> EXERCISE OBJECTIVE
Repeat every line of the records below word for word.

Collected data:
# # # #
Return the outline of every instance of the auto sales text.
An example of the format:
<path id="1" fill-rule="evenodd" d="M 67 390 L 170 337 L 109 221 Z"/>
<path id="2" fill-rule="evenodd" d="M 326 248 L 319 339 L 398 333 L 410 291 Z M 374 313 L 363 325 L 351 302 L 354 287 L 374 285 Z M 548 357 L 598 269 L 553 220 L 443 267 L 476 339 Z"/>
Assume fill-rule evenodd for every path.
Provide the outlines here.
# # # #
> EXERCISE ANSWER
Return the outline of every instance of the auto sales text.
An example of the format:
<path id="1" fill-rule="evenodd" d="M 67 390 L 170 337 L 109 221 Z"/>
<path id="2" fill-rule="evenodd" d="M 326 248 L 319 339 L 398 333 L 410 291 Z M 374 313 L 363 325 L 351 302 L 354 287 L 374 285 Z M 548 357 L 598 269 L 553 220 L 443 267 L 476 339 Z"/>
Assume fill-rule evenodd for every path.
Provide the outlines here.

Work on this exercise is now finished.